- **Given instruction a**: Reproduce the course page on deep learning for machine translation word for word.

** Start of Excerpt provided **

291K Deep Learning for Machine Translation (Fall 2021)

Course Description

This course will teach modern deep learning methods and latest research frontiers for neural machine translation. It will cover basics, history, model architectures, training methods, decoding, data and evaluation methods for neural machine translation. Models for discrete sequences include Long-short term memory, Transformer, and encoder-decoder frameworks for generating language. It will cover learning techniques including back-translation, knowledge distillation, self-supervised pre-training. The course will introduce cutting edge research on multilingual machine translation, low-resource translation, and speech translation, as well as engineering techniques to speed-up computation for neural models. This course will also invite industry leaders to share experience in building real machine translation products.

Instructor

Lei Li

Time and Location

Monday/Wednesday 11:00am-12:50pm Phelps 3526 (also on zoom)

Office hour:

Via zoom with instructor by appointment.

Textbook

(Optional) Neural Machine Translation, Philipp Koehn, ISBN-10: 1108497322, Publisher: Cambridge University Press. preprint version available online.

** End of Excerpt provided **
** Start of Material to process **

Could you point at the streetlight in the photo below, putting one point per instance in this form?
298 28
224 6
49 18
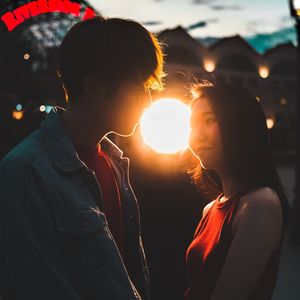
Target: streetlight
295 13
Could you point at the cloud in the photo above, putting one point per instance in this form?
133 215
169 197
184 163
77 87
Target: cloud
201 24
264 41
224 7
203 1
152 23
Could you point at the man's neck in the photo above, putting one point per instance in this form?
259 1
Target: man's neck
81 126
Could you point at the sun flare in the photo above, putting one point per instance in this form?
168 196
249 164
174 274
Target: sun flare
165 126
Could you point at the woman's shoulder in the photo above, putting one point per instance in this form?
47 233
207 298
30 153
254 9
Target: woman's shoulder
259 200
261 207
207 208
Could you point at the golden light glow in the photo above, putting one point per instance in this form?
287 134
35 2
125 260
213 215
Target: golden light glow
17 115
209 65
296 4
264 72
270 123
165 126
283 101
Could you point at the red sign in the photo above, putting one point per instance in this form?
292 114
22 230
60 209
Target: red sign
14 18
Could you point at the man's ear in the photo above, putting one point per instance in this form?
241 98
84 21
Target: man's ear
92 88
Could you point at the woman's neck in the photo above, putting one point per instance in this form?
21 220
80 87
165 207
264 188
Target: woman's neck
230 186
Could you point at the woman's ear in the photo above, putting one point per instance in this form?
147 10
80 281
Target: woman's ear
92 88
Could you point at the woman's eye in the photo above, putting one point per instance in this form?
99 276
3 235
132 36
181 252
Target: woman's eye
209 121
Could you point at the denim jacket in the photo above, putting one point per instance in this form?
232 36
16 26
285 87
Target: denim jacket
54 238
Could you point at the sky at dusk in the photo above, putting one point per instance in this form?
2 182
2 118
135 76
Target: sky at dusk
266 21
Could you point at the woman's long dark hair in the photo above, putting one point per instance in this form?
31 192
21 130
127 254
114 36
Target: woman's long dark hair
245 139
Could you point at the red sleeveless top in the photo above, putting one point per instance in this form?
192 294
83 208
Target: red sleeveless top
206 254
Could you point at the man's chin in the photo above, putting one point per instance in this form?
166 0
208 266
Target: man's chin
128 132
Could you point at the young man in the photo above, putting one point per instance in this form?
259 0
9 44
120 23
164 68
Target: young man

** End of Material to process **

- **Given instruction b**: Duplicate everything in the records from the line containing "Could you point at the red sleeveless" down to the end of the records, including that first line and the last one.

- **Task response a**:
291K Deep Learning for Machine Translation (Fall 2021)

Course Description

This course will teach modern deep learning methods and latest research frontiers for neural machine translation. It will cover basics, history, model architectures, training methods, decoding, data and evaluation methods for neural machine translation. Models for discrete sequences include Long-short term memory, Transformer, and encoder-decoder frameworks for generating language. It will cover learning techniques including back-translation, knowledge distillation, self-supervised pre-training. The course will introduce cutting edge research on multilingual machine translation, low-resource translation, and speech translation, as well as engineering techniques to speed-up computation for neural models. This course will also invite industry leaders to share experience in building real machine translation products.

Instructor

Lei Li

Time and Location

Monday/Wednesday 11:00am-12:50pm Phelps 3526 (also on zoom)

Office hour:

Via zoom with instructor by appointment.

Textbook

(Optional) Neural Machine Translation, Philipp Koehn, ISBN-10: 1108497322, Publisher: Cambridge University Press. preprint version available online.

- **Task response b**:
Could you point at the red sleeveless top in the photo above, putting one point per instance in this form?
192 294
83 208
Target: red sleeveless top
206 254
Could you point at the man's chin in the photo above, putting one point per instance in this form?
166 0
208 266
Target: man's chin
128 132
Could you point at the young man in the photo above, putting one point per instance in this form?
259 0
9 44
120 23
164 68
Target: young man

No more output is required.